**WORK REQUIRED:** Can you print every record below exactly as written?

**MATERIAL FOR THIS EXERCISE:**
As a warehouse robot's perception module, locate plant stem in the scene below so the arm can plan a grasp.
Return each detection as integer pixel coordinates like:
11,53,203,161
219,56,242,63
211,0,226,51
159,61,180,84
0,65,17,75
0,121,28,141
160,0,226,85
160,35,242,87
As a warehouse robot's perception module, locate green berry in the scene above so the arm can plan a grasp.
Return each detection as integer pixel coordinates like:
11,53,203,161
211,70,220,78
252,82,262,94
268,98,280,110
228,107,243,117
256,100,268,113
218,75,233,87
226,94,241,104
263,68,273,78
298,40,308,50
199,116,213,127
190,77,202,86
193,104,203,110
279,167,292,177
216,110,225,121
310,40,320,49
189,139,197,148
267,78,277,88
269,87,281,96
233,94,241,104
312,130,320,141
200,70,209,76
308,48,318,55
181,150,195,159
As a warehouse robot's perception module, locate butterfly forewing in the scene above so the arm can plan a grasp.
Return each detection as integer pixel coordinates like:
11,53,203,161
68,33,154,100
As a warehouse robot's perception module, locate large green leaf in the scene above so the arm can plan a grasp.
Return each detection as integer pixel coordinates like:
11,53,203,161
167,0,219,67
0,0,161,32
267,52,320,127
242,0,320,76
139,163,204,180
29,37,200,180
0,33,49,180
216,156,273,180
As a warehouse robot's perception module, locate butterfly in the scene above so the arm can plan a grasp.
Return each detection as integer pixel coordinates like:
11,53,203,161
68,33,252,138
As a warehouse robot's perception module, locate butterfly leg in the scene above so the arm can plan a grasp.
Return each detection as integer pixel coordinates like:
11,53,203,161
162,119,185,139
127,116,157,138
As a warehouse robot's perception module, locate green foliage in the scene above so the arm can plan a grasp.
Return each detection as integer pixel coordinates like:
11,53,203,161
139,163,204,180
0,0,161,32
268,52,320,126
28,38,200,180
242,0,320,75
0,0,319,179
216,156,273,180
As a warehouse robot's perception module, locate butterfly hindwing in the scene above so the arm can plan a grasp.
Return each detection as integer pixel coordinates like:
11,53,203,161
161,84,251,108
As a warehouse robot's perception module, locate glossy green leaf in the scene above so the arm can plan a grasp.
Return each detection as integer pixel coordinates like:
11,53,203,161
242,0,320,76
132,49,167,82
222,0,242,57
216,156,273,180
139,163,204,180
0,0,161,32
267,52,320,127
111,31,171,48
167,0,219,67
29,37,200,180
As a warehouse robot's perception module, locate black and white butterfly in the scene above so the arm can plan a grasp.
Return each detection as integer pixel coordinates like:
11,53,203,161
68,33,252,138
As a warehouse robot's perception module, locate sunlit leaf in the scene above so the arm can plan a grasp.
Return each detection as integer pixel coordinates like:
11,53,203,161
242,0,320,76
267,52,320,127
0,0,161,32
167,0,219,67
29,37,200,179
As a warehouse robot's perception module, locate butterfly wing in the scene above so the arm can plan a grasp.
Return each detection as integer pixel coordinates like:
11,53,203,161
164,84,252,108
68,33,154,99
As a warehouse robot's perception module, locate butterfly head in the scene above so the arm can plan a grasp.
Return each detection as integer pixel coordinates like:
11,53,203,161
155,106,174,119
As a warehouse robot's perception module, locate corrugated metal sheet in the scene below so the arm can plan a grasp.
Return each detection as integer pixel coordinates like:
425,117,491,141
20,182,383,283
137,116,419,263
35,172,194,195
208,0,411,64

**EXPECTED ANSWER:**
As a warehouse robot's perception module, locate plant stem in the scene below so the arm can plan a grasp.
Return each detection as integer pixel coordinates like:
11,53,203,161
219,56,242,63
211,0,226,51
159,61,180,84
0,65,17,75
0,121,28,141
160,0,226,85
160,35,242,87
As a warehouse robot's perception module, locate green berry in the scene above so the arm can plan a grasp.
Return each detection as integer pixel coordinates like:
11,53,203,161
211,70,220,78
252,82,262,94
268,98,280,110
228,107,243,117
256,100,268,113
218,75,233,87
226,94,241,104
263,68,273,78
298,40,308,50
199,116,213,127
190,77,202,86
193,104,203,110
279,167,292,177
216,110,225,121
310,40,320,49
189,139,197,148
267,78,277,88
269,87,281,96
233,94,241,104
312,130,320,141
200,70,209,76
308,48,318,55
181,150,195,159
As a warehouse robot's perception module, locate butterfly forewing in the scene above so the arm can plan a grasp.
Return each detection as integer pixel coordinates like:
11,53,203,161
68,33,154,100
As a warehouse robot's perception module, locate large green leaf in the scene above so the arm can plan a grasp.
Return each detection as integer pixel coordinates like:
11,53,203,161
167,0,219,67
0,0,161,32
267,52,320,127
242,0,320,76
139,163,204,180
29,37,200,180
0,33,49,180
216,156,273,180
As a warehouse robot's perception module, locate butterfly in the scene above so the arm can plan a grasp.
Return each detection as integer pixel coordinates like:
11,53,203,161
68,33,252,138
As a warehouse robot's perception module, locate butterfly leg in the scene above so the arm can plan a grasp.
Return each detection as integer pixel coordinates like:
11,53,203,161
162,119,185,139
127,116,157,138
As a warehouse robot's perception module, locate green foliage in the scene above so the arm can plan a grasp.
Return each detection as integer pixel coordinates like:
11,53,203,161
139,163,204,180
0,0,161,32
268,52,320,126
28,38,200,180
242,0,320,75
0,0,319,179
216,156,273,180
As a warehouse robot's perception module, locate butterfly hindwing in the scene above so the arm can plan a grasp.
Return each detection as integer pixel coordinates like:
11,53,203,161
161,84,251,108
As a warehouse robot's perception module, locate glossy green leaf in the scene above so the arm can plan a grasp.
Return each detection as integer pixel coordinates like:
11,53,203,161
242,0,320,76
132,49,167,82
222,0,242,57
216,156,273,180
139,163,204,180
0,0,161,32
267,52,320,127
111,31,171,48
167,0,219,67
29,37,200,180
As a warehouse robot's perception module, locate black and white butterfly in the scene above so the arm can plan a grasp.
Return each detection as integer pixel coordinates like:
11,53,203,161
68,33,252,138
As a warehouse robot's perception module, locate sunlit leaf in the scene above so the arm can plan a grasp.
Return each detection as integer pixel coordinates like:
11,53,203,161
242,0,320,76
267,52,320,127
0,0,161,32
167,0,219,67
29,37,200,179
As a warehouse robot's perception module, locate butterfly wing in the scene above so the arm can plan a grasp.
Return each detection as integer pixel coordinates like:
11,53,203,161
164,84,252,108
68,33,154,99
As a warehouse robot's perception module, locate butterfly head in the scene above so the arm can plan a grasp.
Return each detection as integer pixel coordinates like:
11,53,203,161
155,106,174,119
As a warehouse robot's perception module, locate corrugated metal sheet in the scene below so the arm can plan a grasp.
Return each detection as integer pixel coordinates like:
425,117,491,141
20,182,383,283
137,116,419,263
35,172,194,195
208,0,411,64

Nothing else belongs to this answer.